**Task statement:** Any image found in the entries is to be skipped; the rest is returned word for word.

**Supplied entries:**
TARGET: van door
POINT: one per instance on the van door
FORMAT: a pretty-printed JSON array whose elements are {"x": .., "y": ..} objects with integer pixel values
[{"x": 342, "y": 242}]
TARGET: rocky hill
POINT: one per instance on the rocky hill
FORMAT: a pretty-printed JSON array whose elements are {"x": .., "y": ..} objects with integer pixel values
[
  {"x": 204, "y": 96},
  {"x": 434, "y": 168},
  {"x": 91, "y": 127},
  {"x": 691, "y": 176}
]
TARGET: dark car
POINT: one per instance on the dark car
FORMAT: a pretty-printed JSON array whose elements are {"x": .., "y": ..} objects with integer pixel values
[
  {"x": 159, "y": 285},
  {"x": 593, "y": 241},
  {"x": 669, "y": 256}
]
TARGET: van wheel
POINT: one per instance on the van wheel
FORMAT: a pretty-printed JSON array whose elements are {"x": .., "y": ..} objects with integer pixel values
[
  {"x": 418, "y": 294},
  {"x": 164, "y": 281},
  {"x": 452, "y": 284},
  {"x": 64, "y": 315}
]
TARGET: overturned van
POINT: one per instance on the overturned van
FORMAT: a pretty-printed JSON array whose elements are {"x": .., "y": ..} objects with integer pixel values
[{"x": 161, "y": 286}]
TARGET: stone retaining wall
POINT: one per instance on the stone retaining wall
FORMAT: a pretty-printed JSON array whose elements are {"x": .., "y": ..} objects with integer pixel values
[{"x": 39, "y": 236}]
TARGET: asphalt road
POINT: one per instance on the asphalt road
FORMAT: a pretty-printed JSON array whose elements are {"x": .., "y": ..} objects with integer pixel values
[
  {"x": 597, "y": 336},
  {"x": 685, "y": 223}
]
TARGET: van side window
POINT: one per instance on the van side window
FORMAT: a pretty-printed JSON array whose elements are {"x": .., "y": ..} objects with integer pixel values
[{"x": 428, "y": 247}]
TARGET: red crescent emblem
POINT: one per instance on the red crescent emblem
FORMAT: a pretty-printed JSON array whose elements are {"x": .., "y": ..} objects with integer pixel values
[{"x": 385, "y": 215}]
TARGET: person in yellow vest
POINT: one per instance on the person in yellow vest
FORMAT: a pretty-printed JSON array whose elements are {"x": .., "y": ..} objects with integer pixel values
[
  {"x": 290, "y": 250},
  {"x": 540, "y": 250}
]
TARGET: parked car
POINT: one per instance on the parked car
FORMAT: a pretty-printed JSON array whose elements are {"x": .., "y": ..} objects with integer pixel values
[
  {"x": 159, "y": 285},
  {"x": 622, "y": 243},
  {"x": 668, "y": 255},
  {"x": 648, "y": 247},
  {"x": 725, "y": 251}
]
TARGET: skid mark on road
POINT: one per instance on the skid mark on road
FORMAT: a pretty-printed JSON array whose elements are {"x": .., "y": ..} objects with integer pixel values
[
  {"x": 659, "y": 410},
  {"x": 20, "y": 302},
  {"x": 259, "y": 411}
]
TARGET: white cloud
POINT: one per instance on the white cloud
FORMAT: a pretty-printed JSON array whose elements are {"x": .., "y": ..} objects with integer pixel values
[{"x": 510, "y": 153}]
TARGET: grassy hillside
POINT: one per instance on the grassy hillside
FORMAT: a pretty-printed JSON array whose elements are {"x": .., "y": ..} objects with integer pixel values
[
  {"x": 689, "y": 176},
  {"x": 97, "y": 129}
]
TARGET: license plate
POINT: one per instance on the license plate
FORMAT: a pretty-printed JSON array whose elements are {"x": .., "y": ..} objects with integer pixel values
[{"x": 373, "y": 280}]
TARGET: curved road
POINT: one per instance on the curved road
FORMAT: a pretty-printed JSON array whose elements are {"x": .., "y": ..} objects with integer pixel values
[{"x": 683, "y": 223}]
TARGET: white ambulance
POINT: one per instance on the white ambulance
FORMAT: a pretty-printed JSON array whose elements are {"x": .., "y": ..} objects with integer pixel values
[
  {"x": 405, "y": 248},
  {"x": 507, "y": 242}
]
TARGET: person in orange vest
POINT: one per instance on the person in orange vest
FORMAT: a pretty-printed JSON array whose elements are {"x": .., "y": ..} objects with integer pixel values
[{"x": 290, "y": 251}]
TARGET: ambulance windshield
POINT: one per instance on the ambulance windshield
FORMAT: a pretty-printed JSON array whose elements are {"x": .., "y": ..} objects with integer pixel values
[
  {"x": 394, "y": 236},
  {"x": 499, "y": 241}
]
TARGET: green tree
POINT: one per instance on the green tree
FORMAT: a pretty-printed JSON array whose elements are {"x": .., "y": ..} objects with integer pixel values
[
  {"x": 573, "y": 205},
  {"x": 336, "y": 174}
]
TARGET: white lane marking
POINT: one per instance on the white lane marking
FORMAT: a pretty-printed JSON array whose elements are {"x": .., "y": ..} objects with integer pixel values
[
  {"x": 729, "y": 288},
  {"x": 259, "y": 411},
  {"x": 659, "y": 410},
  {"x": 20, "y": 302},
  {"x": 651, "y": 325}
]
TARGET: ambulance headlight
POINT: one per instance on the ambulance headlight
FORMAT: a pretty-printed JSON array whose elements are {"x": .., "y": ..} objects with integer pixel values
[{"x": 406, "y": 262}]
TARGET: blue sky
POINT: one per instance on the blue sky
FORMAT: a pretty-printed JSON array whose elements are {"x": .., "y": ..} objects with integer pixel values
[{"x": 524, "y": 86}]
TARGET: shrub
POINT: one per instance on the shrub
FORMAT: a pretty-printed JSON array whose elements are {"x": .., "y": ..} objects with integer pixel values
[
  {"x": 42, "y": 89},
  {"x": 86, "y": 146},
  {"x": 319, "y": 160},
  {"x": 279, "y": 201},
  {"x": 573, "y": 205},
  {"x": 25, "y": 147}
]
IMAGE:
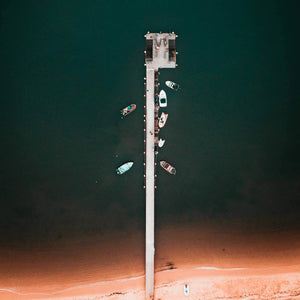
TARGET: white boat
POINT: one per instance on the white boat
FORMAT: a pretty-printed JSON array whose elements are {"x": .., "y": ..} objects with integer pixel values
[
  {"x": 128, "y": 109},
  {"x": 124, "y": 168},
  {"x": 169, "y": 168},
  {"x": 162, "y": 120},
  {"x": 162, "y": 98},
  {"x": 161, "y": 143},
  {"x": 172, "y": 85}
]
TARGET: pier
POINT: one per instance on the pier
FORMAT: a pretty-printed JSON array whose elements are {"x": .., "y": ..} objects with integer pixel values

**Solution for this exercise:**
TARGET: van door
POINT: one per instance on the van door
FORMAT: a pretty-printed JSON array whose elements are {"x": .., "y": ..} objects with integer pixel values
[{"x": 342, "y": 242}]
TARGET: rocky hill
POINT: one per instance on the rocky hill
FORMAT: a pretty-printed JSON array whose elements are {"x": .., "y": ..} objects with integer pixel values
[
  {"x": 204, "y": 96},
  {"x": 434, "y": 168},
  {"x": 91, "y": 127},
  {"x": 691, "y": 176}
]
TARGET: dark car
POINT: one per instance on the dark car
FORMAT: a pretty-printed JSON array whose elements are {"x": .., "y": ..} objects with integer pixel values
[
  {"x": 159, "y": 285},
  {"x": 593, "y": 241},
  {"x": 669, "y": 256}
]
TARGET: van wheel
POINT: one per instance on the van wheel
FORMAT: a pretty-printed JSON array whose elements are {"x": .., "y": ..} objects with integer pixel values
[
  {"x": 418, "y": 294},
  {"x": 164, "y": 281},
  {"x": 452, "y": 284},
  {"x": 64, "y": 315}
]
TARGET: overturned van
POINT: one per instance on the overturned van
FORMAT: a pretty-printed JSON array whose elements are {"x": .., "y": ..} objects with integer pixel values
[{"x": 161, "y": 286}]
TARGET: stone retaining wall
POINT: one per instance on the stone retaining wall
FORMAT: a pretty-printed JSON array whose elements are {"x": .., "y": ..} objects with integer pixel values
[{"x": 39, "y": 236}]
TARGET: asphalt road
POINT: one per instance on the asphalt road
FORMAT: a pretty-printed JSON array whose elements are {"x": .., "y": ..} objects with integer pixel values
[
  {"x": 597, "y": 336},
  {"x": 685, "y": 223}
]
TARGET: van side window
POINT: one per instance on the van side window
FORMAT: a pretty-printed JSON array whose elements are {"x": .., "y": ..} objects with integer pixel values
[{"x": 428, "y": 247}]
TARGET: red crescent emblem
POINT: one per instance on the red crescent emblem
FORMAT: a pretty-printed JSON array whose elements are {"x": .., "y": ..} objects with integer pixel values
[{"x": 385, "y": 215}]
TARGET: person in yellow vest
POINT: one per instance on the person in yellow vest
FORMAT: a pretty-printed JSON array whose elements are {"x": .., "y": ..} objects with integer pixel values
[
  {"x": 290, "y": 250},
  {"x": 540, "y": 250}
]
TARGET: parked car
POINT: one per instance on the parked car
FORMAT: a pretty-printed JSON array whose elements are {"x": .., "y": ..} objects with integer pixel values
[
  {"x": 159, "y": 285},
  {"x": 622, "y": 243},
  {"x": 668, "y": 255},
  {"x": 648, "y": 247},
  {"x": 725, "y": 251}
]
TARGET: skid mark on road
POINT: one per instance on the skid mark on road
FORMAT: a pretty-printed JSON array whose elements are {"x": .., "y": ..} objects with integer pixel values
[
  {"x": 659, "y": 410},
  {"x": 20, "y": 302},
  {"x": 259, "y": 411}
]
TARGET: white cloud
POINT: one per instance on the white cloud
FORMAT: a pretty-printed JSON array whose elements are {"x": .., "y": ..} objects with integer pixel values
[{"x": 510, "y": 153}]
TARGET: grassy hillside
POINT: one per instance on the grassy hillside
FORMAT: a pretty-printed JSON array whose elements are {"x": .., "y": ..} objects with integer pixel values
[
  {"x": 689, "y": 176},
  {"x": 97, "y": 129}
]
TARGET: license plate
POINT: one per instance on the license plate
FORMAT: a pretty-printed JSON array whose elements are {"x": .., "y": ..} objects with integer pixel values
[{"x": 373, "y": 280}]
TARGET: curved road
POINT: one per instance on the curved road
FORMAT: a pretty-printed JSON array whose elements are {"x": .., "y": ..} objects with integer pixel values
[{"x": 683, "y": 223}]
TARGET: white ambulance
POINT: one per instance on the white ambulance
FORMAT: a pretty-printed JSON array whose elements are {"x": .., "y": ..} objects with integer pixel values
[
  {"x": 405, "y": 248},
  {"x": 507, "y": 242}
]
TARGET: person in orange vest
POINT: one per instance on the person in orange vest
FORMAT: a pretty-printed JSON array whose elements are {"x": .., "y": ..} objects with integer pixel values
[{"x": 290, "y": 251}]
TARGET: ambulance windshield
POINT: one per instance on the ambulance windshield
FORMAT: a pretty-printed JSON array whose elements are {"x": .., "y": ..} objects with integer pixel values
[
  {"x": 394, "y": 236},
  {"x": 499, "y": 241}
]
TARGET: green tree
POINT: one per instance on the green tree
FORMAT: a pretty-printed JSON array whose elements are {"x": .., "y": ..} objects with integer pixel values
[
  {"x": 573, "y": 205},
  {"x": 336, "y": 174}
]
TARGET: white lane marking
POINT: one per instance on the white lane marking
FORMAT: a pretty-printed JSON array whose elements are {"x": .., "y": ..} objects with integer pixel values
[
  {"x": 729, "y": 288},
  {"x": 259, "y": 411},
  {"x": 659, "y": 410},
  {"x": 20, "y": 302},
  {"x": 651, "y": 325}
]
TARGET: ambulance headlight
POINT: one per instance on the ambulance headlight
FORMAT: a pretty-printed JSON array whose elements are {"x": .., "y": ..} objects with integer pixel values
[{"x": 406, "y": 262}]
TARGET: blue sky
POINT: one per instance on the blue sky
FORMAT: a pretty-printed JSON array whose elements are {"x": .., "y": ..} objects with integer pixel values
[{"x": 524, "y": 86}]
TARGET: shrub
POINT: one per instance on the shrub
FORMAT: a pretty-printed JSON array whose elements are {"x": .., "y": ..} objects with integer pixel values
[
  {"x": 42, "y": 89},
  {"x": 86, "y": 146},
  {"x": 319, "y": 160},
  {"x": 279, "y": 201},
  {"x": 573, "y": 205},
  {"x": 25, "y": 147}
]
IMAGE:
TARGET: white boat
POINT: one per instance on the white boat
FORMAT: a pretty-printed JSON array whose elements are {"x": .., "y": ..} objects with integer pixel values
[
  {"x": 128, "y": 109},
  {"x": 124, "y": 168},
  {"x": 169, "y": 168},
  {"x": 162, "y": 120},
  {"x": 162, "y": 98},
  {"x": 161, "y": 143},
  {"x": 172, "y": 85}
]
TARGET: pier
POINT: one per instance on the pier
FORMAT: a pretty-printed JSON array whose elements are {"x": .., "y": ..} objects with integer pixel values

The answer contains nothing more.